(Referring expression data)

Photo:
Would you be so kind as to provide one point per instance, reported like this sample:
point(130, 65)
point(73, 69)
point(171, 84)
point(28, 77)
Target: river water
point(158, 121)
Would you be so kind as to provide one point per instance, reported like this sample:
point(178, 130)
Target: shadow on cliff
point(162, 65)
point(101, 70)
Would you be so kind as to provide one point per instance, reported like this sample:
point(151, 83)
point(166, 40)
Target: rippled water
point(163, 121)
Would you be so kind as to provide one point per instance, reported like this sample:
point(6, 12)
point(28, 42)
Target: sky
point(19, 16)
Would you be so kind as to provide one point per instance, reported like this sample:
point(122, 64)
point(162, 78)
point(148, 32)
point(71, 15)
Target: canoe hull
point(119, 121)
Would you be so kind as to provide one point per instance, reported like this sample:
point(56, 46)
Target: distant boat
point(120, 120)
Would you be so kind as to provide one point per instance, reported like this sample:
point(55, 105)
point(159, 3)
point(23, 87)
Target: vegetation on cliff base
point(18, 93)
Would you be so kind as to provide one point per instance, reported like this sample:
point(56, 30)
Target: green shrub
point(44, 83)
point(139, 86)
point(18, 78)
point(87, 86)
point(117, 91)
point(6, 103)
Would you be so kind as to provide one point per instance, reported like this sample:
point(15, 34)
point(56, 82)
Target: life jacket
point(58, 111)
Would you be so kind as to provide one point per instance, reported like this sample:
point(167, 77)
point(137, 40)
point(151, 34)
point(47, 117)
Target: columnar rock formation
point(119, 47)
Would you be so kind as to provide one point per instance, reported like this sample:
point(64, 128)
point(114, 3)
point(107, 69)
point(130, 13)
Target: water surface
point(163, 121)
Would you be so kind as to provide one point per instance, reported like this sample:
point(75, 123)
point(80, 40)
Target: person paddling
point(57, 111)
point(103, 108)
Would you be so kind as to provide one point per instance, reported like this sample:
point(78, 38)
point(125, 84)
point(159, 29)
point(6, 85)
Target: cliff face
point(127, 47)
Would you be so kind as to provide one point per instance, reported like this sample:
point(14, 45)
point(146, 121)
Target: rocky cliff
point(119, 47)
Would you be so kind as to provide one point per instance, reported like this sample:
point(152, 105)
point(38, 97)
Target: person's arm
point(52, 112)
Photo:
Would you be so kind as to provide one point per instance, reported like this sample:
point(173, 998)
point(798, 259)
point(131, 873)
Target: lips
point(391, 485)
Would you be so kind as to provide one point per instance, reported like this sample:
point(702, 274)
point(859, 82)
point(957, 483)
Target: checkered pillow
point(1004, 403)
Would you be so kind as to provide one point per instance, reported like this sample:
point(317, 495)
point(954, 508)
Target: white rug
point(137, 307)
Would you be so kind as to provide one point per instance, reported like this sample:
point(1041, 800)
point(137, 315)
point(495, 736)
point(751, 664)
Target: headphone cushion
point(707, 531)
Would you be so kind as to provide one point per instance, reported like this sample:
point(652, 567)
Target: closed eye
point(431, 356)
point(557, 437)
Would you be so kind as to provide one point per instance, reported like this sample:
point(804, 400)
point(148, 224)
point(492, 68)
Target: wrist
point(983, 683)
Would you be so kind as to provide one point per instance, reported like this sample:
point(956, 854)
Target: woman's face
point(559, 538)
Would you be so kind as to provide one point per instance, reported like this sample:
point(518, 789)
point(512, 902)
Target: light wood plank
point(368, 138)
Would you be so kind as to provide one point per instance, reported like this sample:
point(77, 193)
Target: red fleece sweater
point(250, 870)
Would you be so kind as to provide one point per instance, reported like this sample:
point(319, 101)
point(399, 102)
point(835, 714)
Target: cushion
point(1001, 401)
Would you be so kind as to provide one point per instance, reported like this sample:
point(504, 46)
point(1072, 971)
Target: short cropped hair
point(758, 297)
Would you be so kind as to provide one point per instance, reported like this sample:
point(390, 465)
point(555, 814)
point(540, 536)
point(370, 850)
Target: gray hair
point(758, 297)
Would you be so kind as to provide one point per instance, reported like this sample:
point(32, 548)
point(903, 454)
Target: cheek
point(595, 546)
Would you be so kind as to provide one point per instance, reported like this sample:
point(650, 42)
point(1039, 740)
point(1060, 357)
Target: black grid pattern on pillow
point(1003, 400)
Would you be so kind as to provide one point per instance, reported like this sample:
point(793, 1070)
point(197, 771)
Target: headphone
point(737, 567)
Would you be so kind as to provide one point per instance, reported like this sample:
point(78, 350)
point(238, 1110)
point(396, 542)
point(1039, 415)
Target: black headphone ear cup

### Problem requirements:
The complete set of entries is to be restated word for word.

### The answer:
Photo:
Would you be so kind as to provide one point per instance, reported like this sample:
point(130, 65)
point(73, 69)
point(171, 84)
point(28, 77)
Target: river water
point(158, 121)
Would you be so kind as to provide one point per instance, reported like this sample:
point(178, 130)
Target: shadow on cliff
point(162, 65)
point(101, 70)
Would you be so kind as to provide one point per instance, reported like this sample:
point(151, 83)
point(166, 40)
Target: rippled water
point(163, 121)
Would you be so kind as to provide one point per instance, reported like this sample:
point(6, 12)
point(28, 42)
Target: sky
point(19, 16)
Would you be so kind as to provide one point per instance, reported like this sample:
point(122, 64)
point(162, 78)
point(148, 32)
point(71, 15)
Target: canoe hull
point(119, 121)
Would you be so kind as to provide one point per instance, reported like this sample:
point(56, 46)
Target: distant boat
point(120, 120)
Would you be so kind as to provide one point per instance, reported like this sample:
point(55, 105)
point(159, 3)
point(23, 87)
Target: vegetation on cliff base
point(18, 93)
Would you be so kind as to provide one point per instance, reported like this sample:
point(56, 30)
Target: green shrub
point(44, 83)
point(139, 86)
point(18, 78)
point(87, 86)
point(117, 91)
point(6, 103)
Would you be so kind as to provide one point per instance, reported like this sample:
point(15, 34)
point(56, 82)
Target: life jacket
point(58, 111)
Would you be so kind as to provide one point per instance, reported like this sample:
point(167, 77)
point(137, 40)
point(151, 34)
point(47, 117)
Target: columnar rock formation
point(119, 47)
Would you be so kind as to provide one point per instance, reported like this sample:
point(64, 128)
point(114, 3)
point(107, 69)
point(130, 13)
Target: water surface
point(163, 121)
Would you be so kind as to provide one point per instance, reported like this sample:
point(75, 123)
point(80, 40)
Target: person paddling
point(57, 111)
point(103, 108)
Would you be so kind as to provide one point per instance, reported like this sample:
point(78, 38)
point(125, 84)
point(159, 29)
point(6, 85)
Target: cliff face
point(127, 47)
Would you be so kind as to provide one point per instance, reported like this sample:
point(14, 45)
point(146, 121)
Target: rocky cliff
point(119, 47)
Would you be so kind as to provide one point per instance, reported like this sample:
point(152, 105)
point(38, 97)
Target: person's arm
point(52, 112)
Photo:
Would you be so kind as to provide one point per instance, reported like this sample:
point(173, 998)
point(798, 259)
point(131, 873)
Target: lips
point(391, 485)
Would you be so kind as to provide one point per instance, reported like this sample:
point(702, 274)
point(859, 82)
point(957, 483)
Target: checkered pillow
point(1004, 403)
Would you be so kind as to provide one point per instance, reported like this sample:
point(317, 495)
point(954, 508)
Target: white rug
point(137, 307)
Would you be so kind as to provide one point per instance, reported like this sample:
point(1041, 800)
point(137, 315)
point(495, 736)
point(751, 664)
Target: headphone cushion
point(707, 531)
Would you be so kind as to provide one point per instance, reported like this sample:
point(652, 567)
Target: closed eye
point(431, 356)
point(557, 437)
Would you be so kind as to provide one point per instance, reported like this sample:
point(804, 400)
point(148, 224)
point(492, 68)
Target: wrist
point(983, 683)
Would you be so kind as to provide one point per instance, reported like this sample:
point(956, 854)
Target: woman's face
point(559, 538)
Would you be so kind as to provide one point per instance, reported like this sample:
point(518, 789)
point(512, 902)
Target: light wood plank
point(368, 138)
Would you be so kind as to provide one point per instance, reported like this sample:
point(77, 193)
Target: red fleece sweater
point(250, 870)
Would you be so kind as to provide one point per instance, reported like this sample:
point(319, 101)
point(399, 102)
point(835, 714)
Target: cushion
point(1001, 401)
Would you be so kind as to provide one point per instance, reported like this sample:
point(504, 46)
point(1072, 971)
Target: short cropped hair
point(758, 297)
Would you be so kind as to provide one point per instance, reported like this sample:
point(390, 465)
point(555, 814)
point(540, 536)
point(370, 850)
Target: gray hair
point(758, 297)
Would you be so kind as to provide one point per instance, reported like this sample:
point(32, 548)
point(903, 454)
Target: cheek
point(595, 546)
Would you be so kind as to provide one point per instance, reported like this sample:
point(650, 42)
point(1039, 740)
point(1060, 357)
Target: black grid pattern on pillow
point(1003, 400)
Would you be so kind as to provide one point per instance, reported like this sample:
point(793, 1070)
point(197, 771)
Target: headphone
point(737, 567)
Would you be so kind as to provide one point per instance, reported like this sample:
point(78, 350)
point(238, 1110)
point(396, 542)
point(1039, 415)
Target: black headphone ear cup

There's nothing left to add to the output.